Post by First Chairman » Tue Dec 30, 2008 1:49 pm

Kay,

My own opinions (no one else is represented) to add to what has been said.

If I were to list some of the positive things that CAC/NTAE does well over 10 years ago, it is the ability to have some interesting multimedia questions such as music and art-excerpt-based questions. In the early days of PACE NSC and other non-standard academic competitions I have been involved with, such questions are more frequent. There are even foreign language-translation questions that I'll admit were fascinating. The minute to do math calculations was certainly welcome as opposed to the usual 3-5 seconds to buzz in for math calculation tossups. I will admit I fancy consulting tossups on occasion though it is distracting if I were a player who was not used to that. Part of me would like to return to multimedia questions, but I also know how really difficult it is to write very good questions that are not too difficult for many people for whom such exposure to fine arts is limited thanks to budget cuts.

Supplied information:
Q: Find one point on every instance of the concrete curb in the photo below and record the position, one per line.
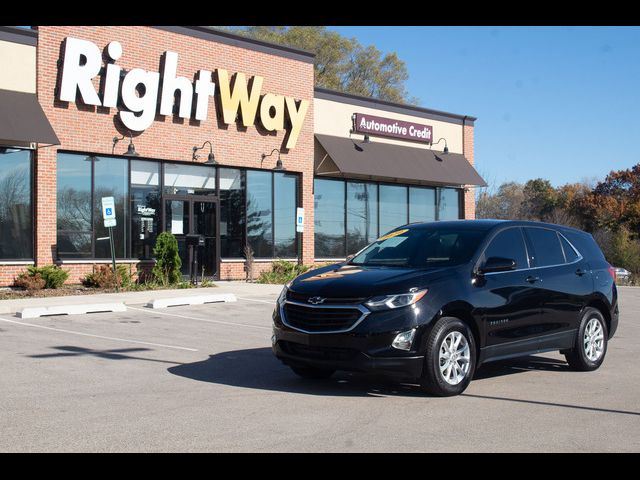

---

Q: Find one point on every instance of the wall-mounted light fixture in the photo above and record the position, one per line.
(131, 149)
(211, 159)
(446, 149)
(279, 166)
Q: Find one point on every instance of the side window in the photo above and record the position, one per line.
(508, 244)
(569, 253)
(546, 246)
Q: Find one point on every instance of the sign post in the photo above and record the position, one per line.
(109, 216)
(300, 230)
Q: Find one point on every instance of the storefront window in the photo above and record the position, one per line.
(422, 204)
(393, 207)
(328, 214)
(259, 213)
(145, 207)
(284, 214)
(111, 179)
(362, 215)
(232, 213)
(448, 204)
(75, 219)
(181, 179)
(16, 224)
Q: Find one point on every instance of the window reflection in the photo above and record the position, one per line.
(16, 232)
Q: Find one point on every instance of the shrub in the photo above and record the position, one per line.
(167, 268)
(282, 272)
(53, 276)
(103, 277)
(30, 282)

Task description: Do these statements agree with the forum post? (a) The writer found foreign language-translation questions fascinating. (b) Math calculation tossups usually allow a full minute to buzz in. (c) The writer considers very good multimedia questions easy to write. Answer yes or no for each, quoting the deciding words of the post.

Answer to this task:
(a) Yes: "There are even foreign language-translation questions that I'll admit were fascinating."
(b) No: "the usual 3-5 seconds to buzz in for math calculation tossups."
(c) No: "I also know how really difficult it is to write very good questions that are not too difficult for many people"